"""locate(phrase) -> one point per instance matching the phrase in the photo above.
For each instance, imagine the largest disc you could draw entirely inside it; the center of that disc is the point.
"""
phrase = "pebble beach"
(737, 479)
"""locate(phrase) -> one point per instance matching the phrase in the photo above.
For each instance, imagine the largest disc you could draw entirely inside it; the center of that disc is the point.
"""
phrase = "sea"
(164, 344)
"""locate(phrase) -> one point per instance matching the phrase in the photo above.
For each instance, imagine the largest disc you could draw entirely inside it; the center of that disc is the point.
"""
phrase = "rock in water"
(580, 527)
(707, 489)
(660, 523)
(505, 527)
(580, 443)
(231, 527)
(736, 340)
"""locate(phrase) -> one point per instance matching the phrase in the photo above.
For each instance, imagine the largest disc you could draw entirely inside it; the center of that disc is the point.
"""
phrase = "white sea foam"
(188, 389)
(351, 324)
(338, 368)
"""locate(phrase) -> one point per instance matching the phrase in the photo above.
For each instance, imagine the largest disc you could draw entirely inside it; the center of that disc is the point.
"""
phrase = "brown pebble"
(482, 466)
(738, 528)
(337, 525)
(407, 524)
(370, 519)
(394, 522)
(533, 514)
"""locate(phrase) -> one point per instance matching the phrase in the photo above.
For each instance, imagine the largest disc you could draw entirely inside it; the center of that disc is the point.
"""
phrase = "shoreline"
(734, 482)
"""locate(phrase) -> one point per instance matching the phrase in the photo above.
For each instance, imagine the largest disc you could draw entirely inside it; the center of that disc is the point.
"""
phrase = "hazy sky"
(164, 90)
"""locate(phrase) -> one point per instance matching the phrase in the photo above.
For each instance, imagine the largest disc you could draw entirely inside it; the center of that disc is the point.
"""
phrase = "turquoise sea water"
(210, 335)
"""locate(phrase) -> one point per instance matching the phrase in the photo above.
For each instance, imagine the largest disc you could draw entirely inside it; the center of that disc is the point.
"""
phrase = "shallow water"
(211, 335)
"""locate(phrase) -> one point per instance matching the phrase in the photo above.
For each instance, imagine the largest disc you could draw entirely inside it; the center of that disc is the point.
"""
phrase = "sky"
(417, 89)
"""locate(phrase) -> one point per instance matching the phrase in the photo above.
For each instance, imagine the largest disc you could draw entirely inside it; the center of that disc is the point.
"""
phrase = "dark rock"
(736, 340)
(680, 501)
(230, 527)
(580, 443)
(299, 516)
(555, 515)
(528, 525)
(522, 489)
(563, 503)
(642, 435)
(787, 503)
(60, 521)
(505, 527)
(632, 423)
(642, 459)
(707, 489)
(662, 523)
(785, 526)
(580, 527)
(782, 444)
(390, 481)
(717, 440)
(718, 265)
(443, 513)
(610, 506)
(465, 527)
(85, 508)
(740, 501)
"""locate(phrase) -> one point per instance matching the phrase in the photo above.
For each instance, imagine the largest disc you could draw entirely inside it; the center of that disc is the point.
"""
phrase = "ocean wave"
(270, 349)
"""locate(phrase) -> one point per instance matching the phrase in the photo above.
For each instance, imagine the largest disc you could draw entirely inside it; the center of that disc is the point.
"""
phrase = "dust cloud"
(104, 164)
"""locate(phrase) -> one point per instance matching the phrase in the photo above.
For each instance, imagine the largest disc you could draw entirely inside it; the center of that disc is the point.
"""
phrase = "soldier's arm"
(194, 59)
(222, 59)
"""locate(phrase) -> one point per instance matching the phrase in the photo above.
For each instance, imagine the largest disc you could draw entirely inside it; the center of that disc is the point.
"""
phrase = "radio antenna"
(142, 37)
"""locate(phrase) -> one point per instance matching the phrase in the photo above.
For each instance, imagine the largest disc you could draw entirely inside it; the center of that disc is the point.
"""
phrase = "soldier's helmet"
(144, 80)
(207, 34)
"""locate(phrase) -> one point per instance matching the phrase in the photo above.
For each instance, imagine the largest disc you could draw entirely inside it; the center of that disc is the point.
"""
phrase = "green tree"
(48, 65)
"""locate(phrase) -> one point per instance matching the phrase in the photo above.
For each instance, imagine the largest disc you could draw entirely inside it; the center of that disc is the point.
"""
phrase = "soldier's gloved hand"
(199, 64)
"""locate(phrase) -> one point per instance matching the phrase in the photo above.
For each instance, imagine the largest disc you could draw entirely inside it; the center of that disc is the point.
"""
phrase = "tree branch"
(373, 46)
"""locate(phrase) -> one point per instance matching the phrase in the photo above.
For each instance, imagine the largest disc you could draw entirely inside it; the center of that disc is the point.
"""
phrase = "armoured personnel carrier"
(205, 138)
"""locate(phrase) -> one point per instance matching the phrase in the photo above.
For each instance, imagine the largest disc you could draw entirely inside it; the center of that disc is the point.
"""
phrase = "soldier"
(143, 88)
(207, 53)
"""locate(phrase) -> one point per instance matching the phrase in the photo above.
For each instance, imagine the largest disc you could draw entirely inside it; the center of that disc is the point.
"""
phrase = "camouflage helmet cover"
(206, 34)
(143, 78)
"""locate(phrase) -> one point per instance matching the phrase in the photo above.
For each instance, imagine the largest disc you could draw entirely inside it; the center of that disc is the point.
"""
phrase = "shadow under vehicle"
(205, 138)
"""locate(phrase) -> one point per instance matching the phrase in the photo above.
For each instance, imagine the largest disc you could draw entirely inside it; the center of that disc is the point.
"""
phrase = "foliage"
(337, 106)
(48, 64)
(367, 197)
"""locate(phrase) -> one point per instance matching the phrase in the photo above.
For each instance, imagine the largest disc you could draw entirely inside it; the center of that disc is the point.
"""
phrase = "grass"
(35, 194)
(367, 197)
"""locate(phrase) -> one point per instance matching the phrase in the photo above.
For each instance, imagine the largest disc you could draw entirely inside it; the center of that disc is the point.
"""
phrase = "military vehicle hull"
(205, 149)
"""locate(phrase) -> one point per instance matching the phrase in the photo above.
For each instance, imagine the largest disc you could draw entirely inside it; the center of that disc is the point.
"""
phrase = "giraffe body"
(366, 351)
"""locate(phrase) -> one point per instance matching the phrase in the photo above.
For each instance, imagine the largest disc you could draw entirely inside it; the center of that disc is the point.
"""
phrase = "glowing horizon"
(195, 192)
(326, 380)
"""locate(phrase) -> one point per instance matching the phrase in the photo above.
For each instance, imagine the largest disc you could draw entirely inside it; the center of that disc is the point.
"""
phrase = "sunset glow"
++++++++++
§ Problem description
Write out the data again in full. Match it exactly.

§ Response
"""locate(phrase) -> one point per instance matching the phrase in the photo above.
For each instance, imagine the largest disc you could draw entirely inside it; the center of that disc is the point.
"""
phrase = "pebble beach"
(737, 479)
"""locate(phrase) -> one point per instance matching the phrase in the photo above.
For each instance, imagine the largest disc you could draw entirely inside it; the center of that disc is the point.
"""
phrase = "sea"
(164, 344)
"""locate(phrase) -> one point per instance matching the phrase in the photo above.
For each instance, imagine the largest disc you could draw entirely inside it; the center of that disc is the point.
"""
phrase = "rock in water"
(580, 527)
(707, 489)
(660, 523)
(505, 527)
(580, 443)
(231, 527)
(736, 340)
"""locate(phrase) -> one point per instance matching the phrase in the photo above.
For each instance, imagine the largest disc you could draw entirely inside it; the center of that disc is the point.
"""
phrase = "white sea foam"
(188, 389)
(351, 324)
(338, 368)
"""locate(phrase) -> one point per instance matching the phrase in the photo above.
For each instance, imagine the largest disc you could draw entirely inside it; the center of that disc is the point.
"""
phrase = "brown pebble"
(482, 466)
(738, 528)
(337, 525)
(407, 524)
(370, 519)
(394, 522)
(533, 514)
"""locate(phrase) -> one point per instance matching the phrase in the photo above.
For each instance, imagine the largest disc you could draw entirely inside it; the center of that disc is the point.
"""
phrase = "shoreline"
(734, 482)
"""locate(phrase) -> one point per instance matching the phrase in the photo above.
For each instance, imagine the largest disc you could draw entirely inside it; the center of that disc is the point.
"""
phrase = "hazy sky"
(164, 90)
"""locate(phrase) -> one point per instance matching the phrase in the photo above.
For each instance, imagine the largest disc you could draw entirely inside it; the center of that disc is the point.
"""
phrase = "turquoise sea water"
(210, 335)
"""locate(phrase) -> one point per instance matching the phrase in the photo above.
For each instance, imagine the largest disc you could draw entirely inside it; the center of that disc is the point.
"""
phrase = "shallow water"
(211, 335)
"""locate(phrase) -> one point per instance matching the phrase in the photo above.
For each instance, imagine the largest disc you could draw entirely inside it; the center of that disc is the point.
"""
phrase = "sky"
(417, 89)
"""locate(phrase) -> one point per instance matching the phrase in the photo above.
For each instance, imagine the largest disc you could draw entirely inside it; the center of that disc is the point.
"""
phrase = "dark rock"
(736, 340)
(680, 501)
(230, 527)
(580, 443)
(299, 516)
(555, 515)
(528, 525)
(522, 489)
(563, 503)
(642, 435)
(787, 503)
(60, 521)
(505, 527)
(632, 423)
(642, 459)
(707, 489)
(662, 523)
(785, 526)
(580, 527)
(782, 444)
(390, 481)
(717, 440)
(718, 265)
(443, 513)
(610, 506)
(465, 527)
(85, 508)
(740, 501)
"""locate(phrase) -> one point per instance matching the phrase in the photo above.
For each instance, imagine the largest disc you could draw entirely inside it; the center of that disc is the point.
"""
phrase = "ocean wave"
(270, 349)
"""locate(phrase) -> one point per instance matching the phrase in the photo above.
For each instance, imagine the largest disc you could draw entirely inside it; the center of that disc is the point.
"""
phrase = "dust cloud"
(104, 164)
"""locate(phrase) -> one point per instance matching the phrase in the photo above.
For each instance, imagine the largest disc you could draw entirely inside it; the center of that disc is the point.
"""
phrase = "soldier's arm"
(194, 59)
(222, 59)
"""locate(phrase) -> one point per instance matching the phrase in the photo above.
For each instance, imagine the largest disc you could draw entirely inside it; the center of that disc is the point.
"""
phrase = "radio antenna"
(142, 37)
"""locate(phrase) -> one point per instance matching the phrase in the photo above.
For each instance, imagine the largest disc you could draw entirely inside it; the center of that disc is the point.
"""
phrase = "soldier's helmet"
(144, 80)
(207, 34)
"""locate(phrase) -> one point per instance matching the phrase in the photo above.
For each instance, imagine the largest disc you could draw entirely inside it; the center of that disc is the point.
"""
phrase = "green tree"
(48, 65)
"""locate(phrase) -> one point per instance matching the phrase in the photo above.
For each instance, imagine the largest disc you could draw entirely inside it; the center of that disc is the point.
"""
phrase = "soldier's gloved hand"
(199, 64)
"""locate(phrase) -> one point per instance matching the phrase in the photo above.
For each instance, imagine the largest disc you could draw entirely inside it; the center of that disc is the point.
"""
phrase = "tree branch"
(373, 46)
"""locate(phrase) -> one point per instance matching the phrase in the photo above.
For each instance, imagine the largest disc you could draw entirely inside it; the center of that disc is the point.
"""
phrase = "armoured personnel carrier"
(205, 138)
"""locate(phrase) -> one point per instance matching the phrase in the photo above.
For each instance, imagine the largest disc you could draw entirely inside it; the center of that disc is the point.
"""
phrase = "soldier"
(143, 88)
(207, 53)
"""locate(phrase) -> one point per instance matching the phrase in the photo above.
For each instance, imagine the largest disc you could draw entirely inside it; the center of that disc is the point.
"""
phrase = "camouflage helmet cover"
(206, 34)
(143, 78)
"""locate(phrase) -> one point per instance matching the phrase in the photo above.
For each instance, imagine the largest disc you could draw entirely inside it; the center of that disc is the point.
"""
phrase = "shadow under vehicle"
(205, 138)
"""locate(phrase) -> one point per instance matching the phrase in the photo above.
For each instance, imagine the largest disc you could draw entirely inside it; the center of that disc is the point.
"""
phrase = "foliage"
(337, 106)
(48, 64)
(367, 197)
"""locate(phrase) -> one point per instance matching the phrase in the photo above.
For each instance, imagine the largest disc you could draw entirely inside it; the center of that disc is the point.
"""
phrase = "grass"
(35, 194)
(367, 197)
"""locate(phrase) -> one point per instance matching the phrase in the photo above.
For each instance, imagine the largest disc you could draw entirely inside it; the center of that disc is the point.
"""
phrase = "military vehicle hull"
(205, 149)
"""locate(phrase) -> one point per instance matching the phrase in the photo above.
For each instance, imagine the largest disc you could draw entirely inside it; the center of that disc is the point.
"""
phrase = "giraffe body"
(366, 351)
"""locate(phrase) -> one point per instance matching the phrase in the photo above.
For each instance, imagine the largest disc you could draw entirely inside it; the center of that disc is the point.
"""
phrase = "glowing horizon"
(195, 192)
(326, 380)
"""locate(phrase) -> one point per instance matching the phrase in the photo above.
For each instance, imagine the largest disc you could draw entirely inside it; the center of that disc is the point.
"""
phrase = "sunset glow"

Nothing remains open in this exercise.